§ **Tâches à faire**
[A] D'après l'article sur la désinformation, quel est le montant du fonds qui soutiendra le réseau IFCN ?
[B] Pour chacune des affirmations suivantes, dites si elle est conforme à l'article sur la désinformation, et citez les mots qui le montrent. (i) Le fonds ouvrira en 2023. (ii) Les députés européens ont adopté la résolution sur la Russie le mercredi 30 novembre. (iii) Yasmin Green est à la tête de la filiale Jigsaw de Google.

:: Bloc de texte ::

Investir dans de nouveaux outils numériques
D’après un communiqué de l’entreprise Google publié dans le Blogue Google Canada le 29 novembre, les données de Google Trends démontreraient que « l’intérêt envers le sujet de la désinformation a atteint un sommet inégalé en octobre dernier », ce qui a encouragé l'entreprise à vouloir lutter plus activement contre la diffusion de contenus trompeurs.
Ainsi, en plus des outils déjà mis à disposition sur les deux plateformes tels que le panneau de vérification des faits sur YouTube ou la section vérification des faits dans Google Actualités, Google et YouTube souhaitent poursuivre « leurs efforts continus pour combattre la désinformation » et cet investissement sans précédent « constitue la plus grande subvention unique de Google et YouTube pour la vérification des faits ».
L’objectif de cette subvention conséquente est donc d’aider les organismes de fact-checking « à élargir leurs activités ou à lancer de nouvelles initiatives qui améliorent la qualité de l’information, priorisent les sources fiables et réduisent les conséquences néfastes de la désinformation partout sur la planète. Les organisations de vérification des faits peuvent utiliser le financement pour intégrer de nouvelles technologies, créer des traces numériques ou accroître leur empreinte numérique, optimiser les outils de vérification ».
Un partenariat qui trouve sa source dans la gestion de l’information pendant l'épidémie de Covid-19
Le média en ligne Mashable a rapporté le 29 novembre que l'IFCN qualifiait YouTube, en début d'année, de « l'un des principaux vecteurs de désinformation et de mésinformation en ligne dans le monde ».
Le réseau de fact-checking IFCN avait principalement pointé du doigt le traitement de l'information pendant la crise du Covid-19. Dans une lettre ouverte, il avait proposé ses services à YouTube afin de l'aider à lutter contre la désinformation. Une collaboration que la plateforme américaine vient donc d’accepter officiellement, prenant le parti de ceux qui contrôlent l'information afin d'en proposer une « meilleure ». Est-ce réellement le rôle d'un hébergeur de vidéos en ligne ?
Le point de vue de la Russie sur la guerre en Ukraine aussi en ligne de mire
Enfin, éléments que révèlent également le quotidien die Berliner Zeitung, la « propagande russe » a aussi eu le droit au chapitre durant le sommet Fighting Misinformation Online. La responsable de la filiale de Google Jigsaw, Yasmin Green, aurait souligné lors de son intervention son inquiétude face à l’augmentation de l’activité des « unités de propagande russe » depuis la guerre en Ukraine.
La vice-présidente de la Commission européenne, Věra Jourová, aurait quant à elle déclaré : « L'État russe mène une guerre de l'information qui va de pair avec son agression militaire » et que « le champ libre ne devait pas être laissé à ceux qui ont intérêt à semer la peur et la division et à nuire au débat démocratique ».
Il est vrai que les institutions européennes durcissent actuellement le discours contre la Russie. Mercredi 23 novembre dernier, les députés européens ont adopté une résolution la reconnaissant comme un État soutenant le terrorisme. À cette occasion, les parlementaires strasbourgeois avaient par ailleurs invité les États membres de l’UE à l'isoler davantage sur le plan international. Il semblerait que la Commission européenne souhaite de nouveau se concerter avec les GAFAM en vue d'intensifier la censure de contenus dits « pro-russes » - ce qui n'est pas sans rappeler l'interdiction de la diffusion des chaînes Sputnik et RT France en mars dernier, accusées d’être des « outils de propagande » du Kremlin dans l’invasion de son voisin.
Le fonds de 13,2 millions de dollars ouvrira en 2023 et viendra au soutien de l’activité du réseau International Fact-Checking Network (IFCN) jusqu’en 2025.

:::
:: Données fournies ::

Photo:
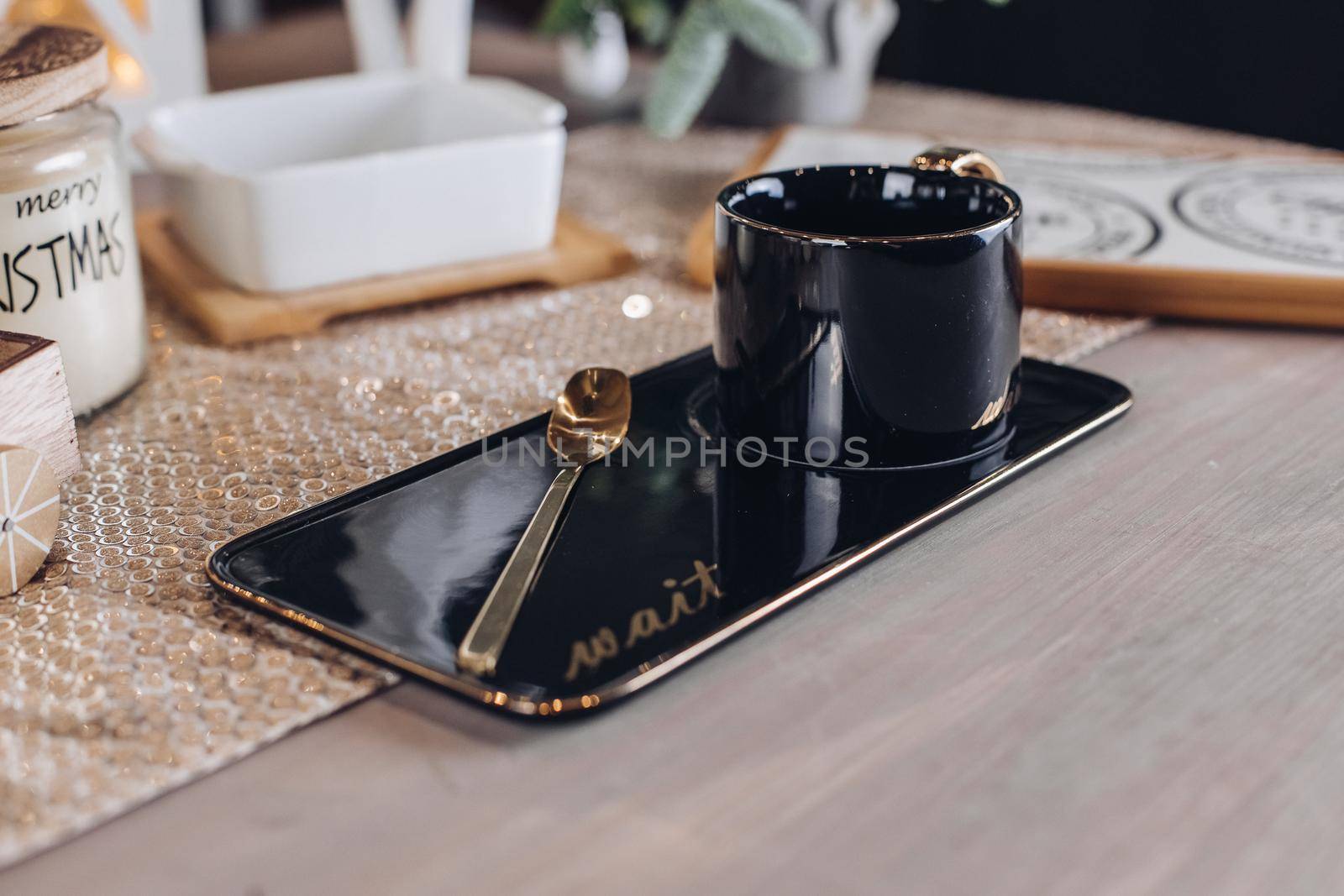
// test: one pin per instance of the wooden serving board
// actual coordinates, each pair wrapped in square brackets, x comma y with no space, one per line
[1194,248]
[35,403]
[230,315]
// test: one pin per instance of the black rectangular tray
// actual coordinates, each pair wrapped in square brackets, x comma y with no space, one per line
[656,563]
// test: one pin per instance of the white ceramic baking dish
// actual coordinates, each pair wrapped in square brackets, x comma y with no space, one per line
[336,179]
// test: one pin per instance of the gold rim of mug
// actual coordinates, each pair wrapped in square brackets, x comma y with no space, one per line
[1014,212]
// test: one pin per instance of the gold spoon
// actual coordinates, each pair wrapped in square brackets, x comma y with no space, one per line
[589,422]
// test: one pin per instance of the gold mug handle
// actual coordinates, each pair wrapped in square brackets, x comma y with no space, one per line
[958,161]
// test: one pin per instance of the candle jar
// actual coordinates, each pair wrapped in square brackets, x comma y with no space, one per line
[69,265]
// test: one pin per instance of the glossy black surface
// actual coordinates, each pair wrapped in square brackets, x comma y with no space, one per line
[649,562]
[880,304]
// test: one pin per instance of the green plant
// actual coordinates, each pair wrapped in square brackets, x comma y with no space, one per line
[696,45]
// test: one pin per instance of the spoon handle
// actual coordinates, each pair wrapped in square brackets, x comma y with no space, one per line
[484,642]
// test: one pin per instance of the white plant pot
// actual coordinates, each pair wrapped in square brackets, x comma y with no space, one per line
[597,70]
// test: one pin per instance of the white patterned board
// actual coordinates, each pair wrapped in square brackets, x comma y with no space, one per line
[1200,212]
[1209,237]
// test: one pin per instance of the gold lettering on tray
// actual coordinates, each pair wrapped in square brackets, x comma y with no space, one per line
[588,653]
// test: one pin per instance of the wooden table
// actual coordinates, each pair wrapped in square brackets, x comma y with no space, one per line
[1124,673]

:::

§ **Réponses par tâche**
[A] 13,2 millions de dollars.

[B]
(i) Oui : « Le fonds de 13,2 millions de dollars ouvrira en 2023 ».
(ii) Non : « Mercredi 23 novembre dernier, les députés européens ont adopté une résolution ».
(iii) Oui : « La responsable de la filiale de Google Jigsaw, Yasmin Green ».